▶ Travail demandé:
#1 D'après le texte présenté, combien de petits carrés compte la grille qui a servi à créer le « Romain du Roi » ?
#2 En vous appuyant sur le texte présenté, expliquez ce que recherchent les systèmes de grilles employés pour dessiner des fontes.
#3 Reproduisez à l'identique le passage du texte présenté qui débute aux mots « Ce que je trouve » et se termine après les mots « dans lequel travailler. ».

▶ Texte présenté:
----
À l’origine, les polices créées par Emigre étaient des fontes écran [bitmap]. C’est-à-dire, qu’elles étaient dessinées pixel par pixel, point par point. Il existe un courant dans la typographie contemporaine qui emploie de tels systèmes de grilles pour dessiner des fontes [mais on pourrait remonter plus loin, je peux aussi vous fournir des exemples comme Arrighi, ou Dürer qui cherchent à exploiter de telles grilles de construction]. On peux aussi y inclure le ‘Romain du Roi ’ de l’Imprimerie Nationale, créé à partir d’une grille de 2314 petits carrés, dans l’esprit de rationalité de l’époque des lumières. Ces systèmes cherchent à susciter des possibilités, à la fois créatives et esthétiques, par l’emploi d’une grille dans la création d’une fonte fonctionnelle.

Ce que je trouve intéressant à noter c’est que, lorsque la technologie PostScript est arrivée et que les dessinateurs d’Emigre ont cessé d’être confinés aux pixels de l’écran, ils ont, tout de même, cherché à concevoir un autre système dans lequel travailler.
----
▶ Données fournies:

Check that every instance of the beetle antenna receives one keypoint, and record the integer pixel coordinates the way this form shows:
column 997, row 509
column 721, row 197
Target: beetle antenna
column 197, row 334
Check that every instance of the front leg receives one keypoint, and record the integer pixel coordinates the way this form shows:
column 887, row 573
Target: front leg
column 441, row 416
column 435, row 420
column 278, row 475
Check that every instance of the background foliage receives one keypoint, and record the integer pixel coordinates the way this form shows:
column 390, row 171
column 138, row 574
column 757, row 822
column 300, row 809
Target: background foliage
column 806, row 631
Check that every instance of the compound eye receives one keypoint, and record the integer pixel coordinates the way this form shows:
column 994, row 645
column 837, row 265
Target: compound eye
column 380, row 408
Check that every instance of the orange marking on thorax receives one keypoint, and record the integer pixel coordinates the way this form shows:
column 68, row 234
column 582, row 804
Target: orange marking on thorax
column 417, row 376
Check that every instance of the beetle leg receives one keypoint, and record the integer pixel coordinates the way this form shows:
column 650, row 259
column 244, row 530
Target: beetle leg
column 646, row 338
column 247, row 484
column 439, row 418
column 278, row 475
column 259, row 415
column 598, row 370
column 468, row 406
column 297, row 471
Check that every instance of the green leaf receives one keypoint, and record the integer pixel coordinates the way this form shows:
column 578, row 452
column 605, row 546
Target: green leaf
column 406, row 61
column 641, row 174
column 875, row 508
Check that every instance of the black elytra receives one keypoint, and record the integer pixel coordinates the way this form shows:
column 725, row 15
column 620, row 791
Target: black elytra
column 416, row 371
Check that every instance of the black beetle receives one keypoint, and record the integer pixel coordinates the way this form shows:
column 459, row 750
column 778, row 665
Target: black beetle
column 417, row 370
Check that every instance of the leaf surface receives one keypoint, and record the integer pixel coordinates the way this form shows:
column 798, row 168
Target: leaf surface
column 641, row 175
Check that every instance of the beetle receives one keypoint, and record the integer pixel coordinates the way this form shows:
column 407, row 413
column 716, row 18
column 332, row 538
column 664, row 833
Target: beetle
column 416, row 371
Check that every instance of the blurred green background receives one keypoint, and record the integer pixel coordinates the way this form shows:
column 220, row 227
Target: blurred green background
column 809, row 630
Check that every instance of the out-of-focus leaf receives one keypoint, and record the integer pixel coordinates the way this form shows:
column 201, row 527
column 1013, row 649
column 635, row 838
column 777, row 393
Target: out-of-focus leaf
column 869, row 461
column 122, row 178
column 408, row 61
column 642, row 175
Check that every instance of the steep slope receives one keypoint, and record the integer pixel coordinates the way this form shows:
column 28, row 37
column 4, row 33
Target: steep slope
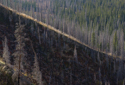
----
▶ Corrigés par tâche:
#1 La grille compte 2314 petits carrés.

#2 Ces systèmes cherchent à susciter des possibilités à la fois créatives et esthétiques. Pour cela, ils emploient une grille dans la création d'une fonte fonctionnelle.

#3
Ce que je trouve intéressant à noter c’est que, lorsque la technologie PostScript est arrivée et que les dessinateurs d’Emigre ont cessé d’être confinés aux pixels de l’écran, ils ont, tout de même, cherché à concevoir un autre système dans lequel travailler.